## What to produce
Repeat the part of the PM2.5 regression notes between "etable(mdl0, mdl1, mdl2, drop.section" and "df$pred_aotanom_smokeday_pressure <- predict(mdl2)", inclusive, word for word.

Also took a look at Brey et al. again and a few questions popped up since we follow them up to initializing trajectories but not after that:
EPA sometimes records multiple PM2.5 values for the same station-day, so let’s try averaging each station-day’s PM2.5 values and see if that changes anything.
agg <- "idw"
cut <- 30
dat_merged1 <- dat_merged0 %>%
filter(agg_method == agg, cutoff == cut) %>%
drop_na(height)
dat_merged1 <- dat_merged1 %>%
group_by(across(c(-pm25))) %>%
summarize(pm25 = mean(pm25, na.rm = TRUE)) %>%
ungroup()
# dfpm <- dat_merged1 %>%
# group_by(date, id_epa) %>%
# summarize(pm25 = mean(pm25)) %>%
# ungroup()
# dat_merged1 <- dat_merged1 %>%
# select(-pm25) %>%
# distinct() %>%
# left_join(dfpm)
df <- dat_merged1
mdl0 <- feols(pm25 ~ aot_anom + smoke_day + aot_anom:smoke_day | id_epa + month,
data = df)
mdl1 <- feols(pm25 ~ aot_anom + smoke_day + aot_anom:smoke_day + aot_anom:smoke_day:height | id_epa + month,
data = df)
mdl2 <- feols(pm25 ~ aot_anom + smoke_day + aot_anom:smoke_day + aot_anom:smoke_day:pressure | id_epa + month,
data = df)
Regression results look quite similar to above.
etable(mdl0, mdl1, mdl2, drop.section = "fixef")
df$pred_aotanom_smokeday <- predict(mdl0)
df$pred_aotanom_smokeday_height <- predict(mdl1)
df$pred_aotanom_smokeday_pressure <- predict(mdl2)
Bay area time series plot for comparison. Looks similar to above.
t1 <- as.Date("2020-08-01")
t2 <- as.Date("2020-10-15")
event <- df %>%
filter(t1 <= date, date <= t2, cbsa_name == "San Francisco-Oakland-Hayward, CA") %>%
group_by(date) %>%
summarize(across(c(pm25, starts_with("pred")), mean, na.rm = TRUE)) %>%
pivot_longer(c(pm25, starts_with("pred_")), names_to = "mdl")
ggplot(data = event, mapping = aes(x = date, y = value)) +
geom_line(mapping = aes(color = mdl)) +
theme_classic()
Slink Fire looks similar to above.
t1 <- as.Date("2020-08-15")
t2 <- as.Date("2020-10-31")
event <- df %>%
filter(t1 <= date, date <= t2, county == "Mono") %>%
group_by(date) %>%
summarize(across(c(pm25, starts_with("pred")), mean, na.rm = TRUE)) %>%
pivot_longer(c(pm25, starts_with("pred_")), names_to = "mdl")
ggplot(data = event, mapping = aes(x = date, y = value)) +
geom_line(mapping = aes(color = mdl)) +
theme_classic()
# dat_merged0 <- dat_merged0 %>%
# group_by(across(c(-pm25))) %>%
# summarize(pm25 = mean(pm25, na.rm = TRUE)) %>%
# ungroup()

## Supplied material
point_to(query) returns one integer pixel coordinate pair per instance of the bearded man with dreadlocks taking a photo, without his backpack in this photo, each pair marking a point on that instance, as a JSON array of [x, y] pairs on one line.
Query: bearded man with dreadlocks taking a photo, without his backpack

## Answer to this task
etable(mdl0, mdl1, mdl2, drop.section = "fixef")
df$pred_aotanom_smokeday <- predict(mdl0)
df$pred_aotanom_smokeday_height <- predict(mdl1)
df$pred_aotanom_smokeday_pressure <- predict(mdl2)